◆ **Problem to solve**
Reproduction of part of the material below, pictures omitted: copy exactly, and only, the lines starting with the one with "the green seed" and going on through the one with "the green bush;".

◆ **Material to process**
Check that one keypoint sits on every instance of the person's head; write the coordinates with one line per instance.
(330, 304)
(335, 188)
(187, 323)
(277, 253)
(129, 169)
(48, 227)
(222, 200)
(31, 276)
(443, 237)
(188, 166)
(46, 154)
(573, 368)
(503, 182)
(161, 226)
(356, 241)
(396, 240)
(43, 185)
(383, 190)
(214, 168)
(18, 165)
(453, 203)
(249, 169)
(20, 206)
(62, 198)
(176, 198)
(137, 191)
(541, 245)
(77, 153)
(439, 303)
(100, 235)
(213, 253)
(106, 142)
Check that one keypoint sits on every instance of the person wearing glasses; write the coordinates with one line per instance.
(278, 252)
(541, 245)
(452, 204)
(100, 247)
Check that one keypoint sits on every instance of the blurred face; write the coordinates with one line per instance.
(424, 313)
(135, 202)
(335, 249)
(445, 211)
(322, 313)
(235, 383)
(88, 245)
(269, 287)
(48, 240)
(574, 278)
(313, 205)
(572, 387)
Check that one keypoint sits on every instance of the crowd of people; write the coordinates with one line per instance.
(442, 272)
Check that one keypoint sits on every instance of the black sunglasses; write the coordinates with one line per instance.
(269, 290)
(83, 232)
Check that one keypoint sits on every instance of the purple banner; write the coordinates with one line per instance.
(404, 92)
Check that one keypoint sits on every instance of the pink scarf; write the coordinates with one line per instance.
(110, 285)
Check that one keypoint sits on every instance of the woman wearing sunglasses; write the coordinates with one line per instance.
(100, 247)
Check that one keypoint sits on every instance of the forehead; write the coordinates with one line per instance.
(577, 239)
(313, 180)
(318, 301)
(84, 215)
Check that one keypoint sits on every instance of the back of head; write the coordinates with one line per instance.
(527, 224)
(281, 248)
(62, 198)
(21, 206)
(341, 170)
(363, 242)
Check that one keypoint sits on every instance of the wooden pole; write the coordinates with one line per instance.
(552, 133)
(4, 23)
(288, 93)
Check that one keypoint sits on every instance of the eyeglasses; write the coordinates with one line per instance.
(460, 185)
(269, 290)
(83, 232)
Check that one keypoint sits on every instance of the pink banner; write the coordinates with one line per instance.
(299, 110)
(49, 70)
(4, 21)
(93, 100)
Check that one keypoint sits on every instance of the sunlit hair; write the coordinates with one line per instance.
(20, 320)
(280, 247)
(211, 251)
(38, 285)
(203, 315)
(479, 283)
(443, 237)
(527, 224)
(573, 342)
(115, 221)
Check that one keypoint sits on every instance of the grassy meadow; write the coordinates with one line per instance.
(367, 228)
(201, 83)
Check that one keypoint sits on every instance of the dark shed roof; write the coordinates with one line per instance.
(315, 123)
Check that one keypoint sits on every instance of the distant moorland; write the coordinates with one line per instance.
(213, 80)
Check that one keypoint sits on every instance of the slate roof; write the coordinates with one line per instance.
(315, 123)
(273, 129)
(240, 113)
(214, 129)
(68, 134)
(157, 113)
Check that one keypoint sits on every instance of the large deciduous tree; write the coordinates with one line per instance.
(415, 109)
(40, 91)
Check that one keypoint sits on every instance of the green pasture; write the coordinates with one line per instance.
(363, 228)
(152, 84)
==
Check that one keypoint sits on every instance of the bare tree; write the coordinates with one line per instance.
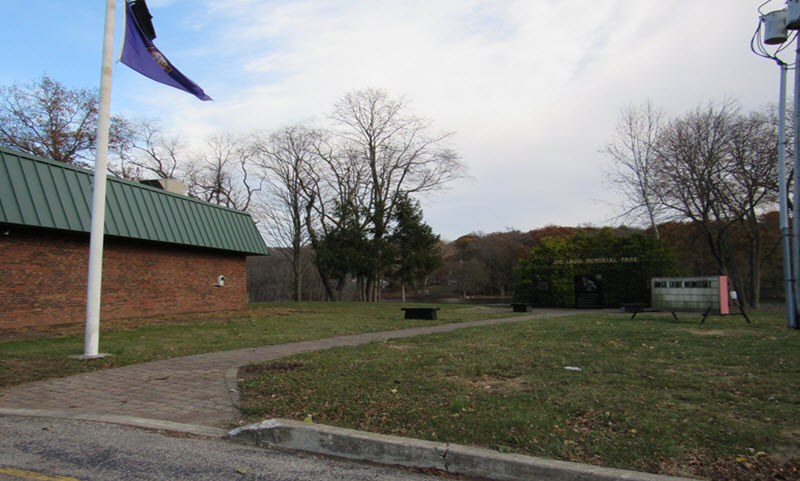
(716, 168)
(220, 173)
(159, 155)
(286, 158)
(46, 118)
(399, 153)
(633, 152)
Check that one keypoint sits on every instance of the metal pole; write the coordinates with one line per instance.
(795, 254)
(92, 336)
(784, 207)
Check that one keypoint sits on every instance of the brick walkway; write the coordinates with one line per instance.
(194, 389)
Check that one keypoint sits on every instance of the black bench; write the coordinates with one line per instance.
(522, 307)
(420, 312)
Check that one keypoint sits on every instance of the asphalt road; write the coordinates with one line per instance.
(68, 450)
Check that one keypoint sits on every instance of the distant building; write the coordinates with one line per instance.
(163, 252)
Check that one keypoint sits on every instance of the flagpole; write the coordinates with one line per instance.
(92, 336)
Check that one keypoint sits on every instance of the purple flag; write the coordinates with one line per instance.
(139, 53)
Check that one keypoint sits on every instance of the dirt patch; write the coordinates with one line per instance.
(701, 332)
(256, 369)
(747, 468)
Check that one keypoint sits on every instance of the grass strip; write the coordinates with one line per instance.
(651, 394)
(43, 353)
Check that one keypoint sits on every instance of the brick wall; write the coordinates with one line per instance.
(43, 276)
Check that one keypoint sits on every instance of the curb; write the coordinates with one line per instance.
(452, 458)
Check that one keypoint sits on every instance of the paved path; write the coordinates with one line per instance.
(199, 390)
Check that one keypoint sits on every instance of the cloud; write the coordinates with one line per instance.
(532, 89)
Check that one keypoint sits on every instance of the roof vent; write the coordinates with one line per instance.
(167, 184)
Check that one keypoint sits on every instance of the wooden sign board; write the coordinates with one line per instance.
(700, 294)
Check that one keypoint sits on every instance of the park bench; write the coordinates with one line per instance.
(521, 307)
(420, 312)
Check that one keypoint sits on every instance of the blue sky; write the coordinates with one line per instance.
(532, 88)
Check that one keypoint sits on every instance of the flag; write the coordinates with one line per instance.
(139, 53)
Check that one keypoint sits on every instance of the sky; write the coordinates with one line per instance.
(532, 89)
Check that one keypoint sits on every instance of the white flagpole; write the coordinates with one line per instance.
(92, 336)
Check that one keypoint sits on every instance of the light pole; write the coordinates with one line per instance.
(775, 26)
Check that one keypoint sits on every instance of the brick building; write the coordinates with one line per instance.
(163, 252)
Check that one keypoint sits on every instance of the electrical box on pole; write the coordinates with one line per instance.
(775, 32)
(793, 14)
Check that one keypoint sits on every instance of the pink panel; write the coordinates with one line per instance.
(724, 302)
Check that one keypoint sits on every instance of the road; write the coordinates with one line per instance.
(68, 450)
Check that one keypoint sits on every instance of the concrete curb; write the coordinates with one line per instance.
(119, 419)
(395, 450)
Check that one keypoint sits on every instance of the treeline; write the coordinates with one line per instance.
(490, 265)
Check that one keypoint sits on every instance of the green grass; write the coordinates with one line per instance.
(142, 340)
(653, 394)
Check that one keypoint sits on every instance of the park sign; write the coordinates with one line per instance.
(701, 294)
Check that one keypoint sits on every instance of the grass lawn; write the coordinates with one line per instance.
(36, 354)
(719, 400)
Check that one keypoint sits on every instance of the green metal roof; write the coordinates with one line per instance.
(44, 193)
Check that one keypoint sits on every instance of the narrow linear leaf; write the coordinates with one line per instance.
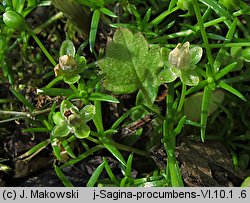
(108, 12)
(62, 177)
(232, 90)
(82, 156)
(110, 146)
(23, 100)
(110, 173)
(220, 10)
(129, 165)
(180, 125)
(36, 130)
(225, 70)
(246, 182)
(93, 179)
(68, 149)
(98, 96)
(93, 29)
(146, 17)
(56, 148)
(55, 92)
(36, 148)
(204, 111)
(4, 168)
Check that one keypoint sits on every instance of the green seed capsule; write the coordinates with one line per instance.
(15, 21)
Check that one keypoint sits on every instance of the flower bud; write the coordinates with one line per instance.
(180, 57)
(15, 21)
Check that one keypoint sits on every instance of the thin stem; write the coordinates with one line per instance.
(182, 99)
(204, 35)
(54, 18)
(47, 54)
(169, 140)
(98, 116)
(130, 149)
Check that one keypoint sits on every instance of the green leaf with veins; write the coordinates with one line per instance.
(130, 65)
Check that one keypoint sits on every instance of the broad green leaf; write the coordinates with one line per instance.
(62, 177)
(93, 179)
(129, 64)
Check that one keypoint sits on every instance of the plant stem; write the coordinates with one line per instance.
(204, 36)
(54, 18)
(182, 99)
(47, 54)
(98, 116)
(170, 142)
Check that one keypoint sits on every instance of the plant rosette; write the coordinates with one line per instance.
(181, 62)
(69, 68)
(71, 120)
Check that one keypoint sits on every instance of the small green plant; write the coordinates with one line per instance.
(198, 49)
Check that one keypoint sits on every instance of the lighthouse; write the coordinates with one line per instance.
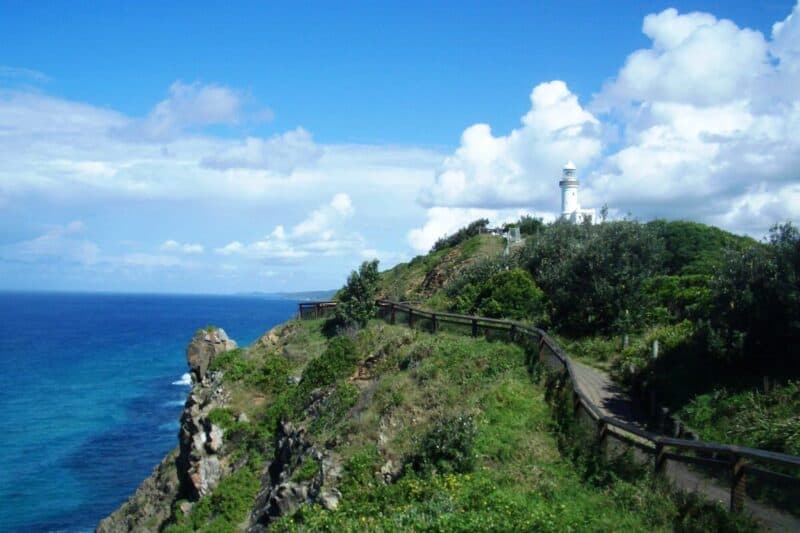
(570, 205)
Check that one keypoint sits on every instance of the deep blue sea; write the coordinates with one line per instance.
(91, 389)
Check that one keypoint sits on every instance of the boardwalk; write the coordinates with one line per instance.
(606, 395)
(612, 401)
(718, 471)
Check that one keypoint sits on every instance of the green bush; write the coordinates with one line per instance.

◆ **Result of the exercise**
Check that one keypoint sits on every instance of the green seed capsule; write the coordinates with one line per instance.
(15, 21)
Check that one keypoint sits on every instance of the flower bud; write the coordinates with one line per instance.
(180, 57)
(15, 21)
Check that one keypoint sits on every instance of the thin stem; write the coordinates with one line per instance.
(182, 99)
(204, 35)
(54, 18)
(47, 54)
(169, 140)
(98, 116)
(130, 149)
Check that one keypoint sits on every instance of the green leaf with veins; write the coordinates with one line per instance.
(130, 65)
Check that one keypoint sits on every instance of the broad green leaf; write the coordinates with one line per instance.
(62, 177)
(93, 179)
(129, 64)
Check that one keypoint sits on every instance of the plant stem; write the coordinates with one line per instance.
(204, 36)
(54, 18)
(182, 99)
(47, 54)
(98, 116)
(170, 142)
Check that one keypoint sits on every instance of the plant rosette; write the coordinates with one line per instance.
(181, 62)
(69, 68)
(71, 120)
Check that one keypoint sits on every instance of the small green plant; write the coordinates with one line per instance.
(198, 49)
Check that one keypoint sits on every instance of the lighthouse; write the coordinates with one line per instance.
(570, 205)
Check that one keypoint sits on every instance of the deep blue sea; write the coordinates with one line per instance.
(91, 389)
Check that one keypoint sits on every instance of the boardwalk; write the coordinates with one line per instance.
(606, 395)
(612, 401)
(718, 471)
Check that one keypoint sits on every instance of the green bush; write the coordinates with one line per instance.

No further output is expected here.